*WHAT YOU HAVE TO DO*. Write the next section of the article on reactions to Newsweek's "The First Gay President" cover, beginning after its last sentence.

*EXCERPTED TEXT*.
-*-

Before President Obama had even announced his support for same-sex marriage, Newsweek was expected to do something drastic.Time magazine’s cover, featuring a mother breastfeeding her 3-year-old, stirred speculation over what Newsweek, having presumably cornered the market on controversial magazine covers, would do to one-up its competitor. A Newsweek spokesman even confirmed that after editor Tina Brown saw the Time cover, she laughed and said, “Let the games begin.” Sure enough, Brown and the rest of the Newsweek editors were able to come up with an idea that created just as much, if not more, controversy—and discussion—as Time’s: a cover featuring an image of Obama with a rainbow halo over his head, above the headline “The First Gay President.” Poynter argues that “Newsweek’s cover is provocative, fun to riff about, and a flag in the ground that says print journalism still matters. Kinda makes you hope the games continue, doesn’t?”
1. Jim Loewen at Salon
Loewen disagrees with Newsweek’s cover story, arguing that Obama is not the United States’ first gay president. Not only is he not gay, we’ve already had a gay president: James Buchanan, he writes. “There can be no doubt that James Buchanan was gay, before, during, and after his four years in the White House. Moreover, the nation knew it too—he was not far into the closet,” Loewen writes, pointing to letters between Buchanan and a friend in which he laments the move of his lover to Paris. “I have gone a wooing to several gentleman, but have not succeeded with any one of them,” reads the quote from Buchanan’s letter. “I feel that it is not good for a man to be alone; and should not be astonished to find myself married to some old maid who can nurse me when I am sick, provide good dinners for me when I am well, and not expect from me any very ardent or romantic affection.” Loewen argues that the reason Americans don’t name Buchanan as our first gay president “is that we have a touching belief in progress ... Buchanan could not have been gay then, else we would not seem more tolerant now.”
ADVERTISEMENT
2. Eric Randall at The Atlantic Wire
As Andrew Sullivan himself acknowledged, the headline for his cover essay was not intended to be understood literally. Newsweek was not attempting to “out” Obama but rather was making a play on Toni Morrison calling President Bill Clinton “the first black president.” But Randall points out that this isn’t the first time that reference has been made. Obama has twice been called the first woman president: first in 2008, by Newsweek’s Martin Linsky, and then again by The Washington Post’s Kathleen Parker in 2010. The argument in both cases was that Obama’s wisdom, values, and management style were similar to that of a female leader. In 2009 the Associated Foreign Press asked if Obama was the first Asian-American president while, the same year, Geraldo Rivera suggested he might be the first Hispanic president. Then, in 2011, New York magazine declared him the first Jewish president. “Expectations were high that editor Tina Brown would do something typically attention-grabbing to mark this occasion, but this effort seems, well, cliché,” Randall writes. “It wasn’t going to be long before someone outed our first black, female, Jewish, Hispanic, Asian-American president as gay.”

-*-

*INFORMATION SUPPLIED*.

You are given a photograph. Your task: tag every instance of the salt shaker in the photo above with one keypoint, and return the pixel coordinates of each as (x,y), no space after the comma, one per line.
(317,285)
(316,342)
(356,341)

-*-

*OUTPUT OF THE TASK*.
3. Rick Klein at ABC News
While the “first ____ president” trope has been used before, never has “gay” been the fill-in word. And, as Klein points out, the significance of the cover lies in the fact that such an image of the Democratic president isn’t a terrifying thing for the party. “A move that any previous Republican candidate for president would have seen as a rainbow-wrapped gift has been met haltingly by the GOP’s standard bearer,” he writes. Instead, “the president has shifted on a major cultural issue where, polling suggests, demographics are on his side, if not necessarily politics. And the campaign has seen another week elapse where the Obama economy was not front and center.”
4. Brad Knickerbocker at The Christian Science Monitor
“Is Obama the ‘first gay president’?” Knickerbocker asks. More important, will it matter for the election? No, he suggests, citing several arguments that the excitement over Obama’s change of opinion on gay marriage does not eclipse economic concerns that seem to drive votes. “According to a new Associated Press-GfK poll, Americans are growing more pessimistic about the economy, and handling it remains President Barack Obama’s weak spot and biggest challenge in his bid for a second term,” writes Knickerbocker. So perhaps the Newsweek cover’s biggest issue is its focus on a position of the president’s that is of little significance to the election.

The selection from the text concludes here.